But, let’s return to the public house. Small alehouses had started to buy in their beer by the 14th century, and the larger taverns and inns began to do the same so that by the 18th century brewers were competing with each other to supply the local establishments. They were also competing against gin houses, and against the protests of immoral behaviour, gaming and entertainment provided by beer establishments. Social distinctions were also becoming so divisive that the middle classes did not wish to frequent the dives of the labouring classes and vice versa. However, with a purpose built beer establishment of decent size, with separate rooms for each class of person, all cleanly run, a shrewd businessman could get a decent return on his money. The public house was born. And with the invention of porter, a beer that could be brewed and stored in vast quantities, breweries grew so large they needed a secure outlet to safeguard their investment. Agreements were drawn up and signed that tied the new public houses to taking their beer from just one brewery. By the start of the 19th century three big London breweries, Meux, Truman and Whitbread had tied up enough pubs to guarantee the sales of at least 45% of their production. Smaller breweries on the fringes of London, such as Young’s, could only compete by buying up the independent establishments and putting in a tenant landlord to manage the pub.

It was the public house that first introduced the concept of the bar counter being used to serve the beer. Until that time beer establishments used to bring the beer out to the table or benches. A bar might be provided for the manager to do his paperwork whilst keeping an eye on his customers, but the casks of ale were kept in a separate taproom. When the first public houses were built, the main room was the public room with a large serving bar copied from the gin houses, the idea being to serve the maximum amount of people in the shortest possible time. It became known as the public bar. The other, more private, rooms had no serving bar - they had the beer brought to them from the public bar. There are a number of pubs in the Midlands or the North which still retain this set up. But these days you fetch the beer yourself from the taproom or public bar. The most famous of these is The Vine, known locally as The Bull & Bladder in Brierley Hill near Birmingham.

> **Aim**:
Set down the whole passage on the history of the public house again, word for word.

> **Supplied material**:

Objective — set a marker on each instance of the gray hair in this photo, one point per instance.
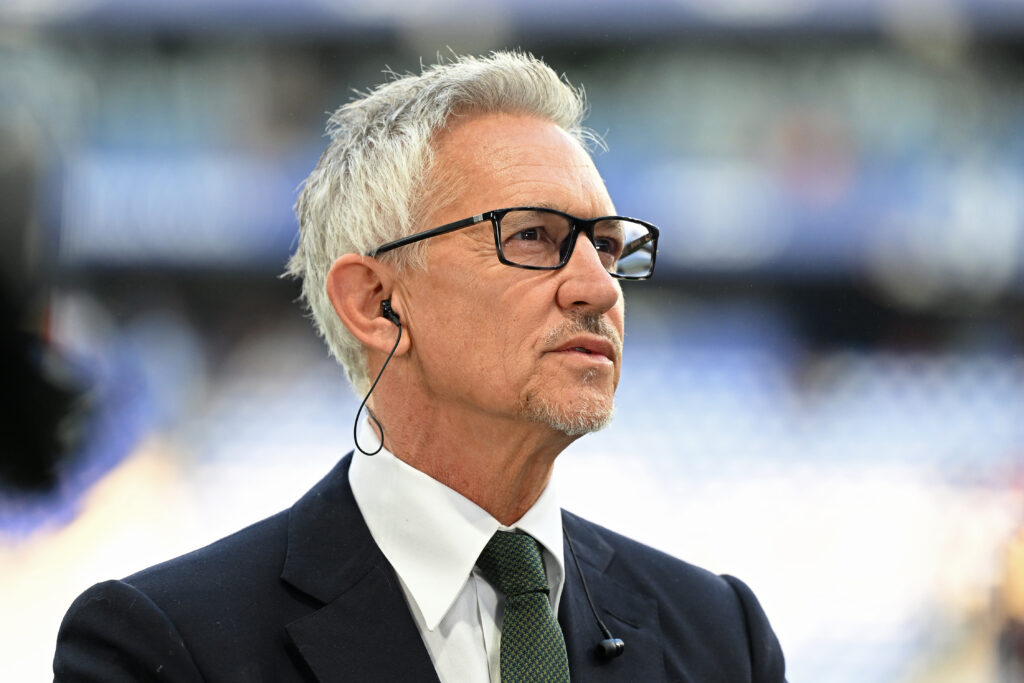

> **Result for this exercise**:
But, let’s return to the public house. Small alehouses had started to buy in their beer by the 14th century, and the larger taverns and inns began to do the same so that by the 18th century brewers were competing with each other to supply the local establishments. They were also competing against gin houses, and against the protests of immoral behaviour, gaming and entertainment provided by beer establishments. Social distinctions were also becoming so divisive that the middle classes did not wish to frequent the dives of the labouring classes and vice versa. However, with a purpose built beer establishment of decent size, with separate rooms for each class of person, all cleanly run, a shrewd businessman could get a decent return on his money. The public house was born. And with the invention of porter, a beer that could be brewed and stored in vast quantities, breweries grew so large they needed a secure outlet to safeguard their investment. Agreements were drawn up and signed that tied the new public houses to taking their beer from just one brewery. By the start of the 19th century three big London breweries, Meux, Truman and Whitbread had tied up enough pubs to guarantee the sales of at least 45% of their production. Smaller breweries on the fringes of London, such as Young’s, could only compete by buying up the independent establishments and putting in a tenant landlord to manage the pub.

It was the public house that first introduced the concept of the bar counter being used to serve the beer. Until that time beer establishments used to bring the beer out to the table or benches. A bar might be provided for the manager to do his paperwork whilst keeping an eye on his customers, but the casks of ale were kept in a separate taproom. When the first public houses were built, the main room was the public room with a large serving bar copied from the gin houses, the idea being to serve the maximum amount of people in the shortest possible time. It became known as the public bar. The other, more private, rooms had no serving bar - they had the beer brought to them from the public bar. There are a number of pubs in the Midlands or the North which still retain this set up. But these days you fetch the beer yourself from the taproom or public bar. The most famous of these is The Vine, known locally as The Bull & Bladder in Brierley Hill near Birmingham.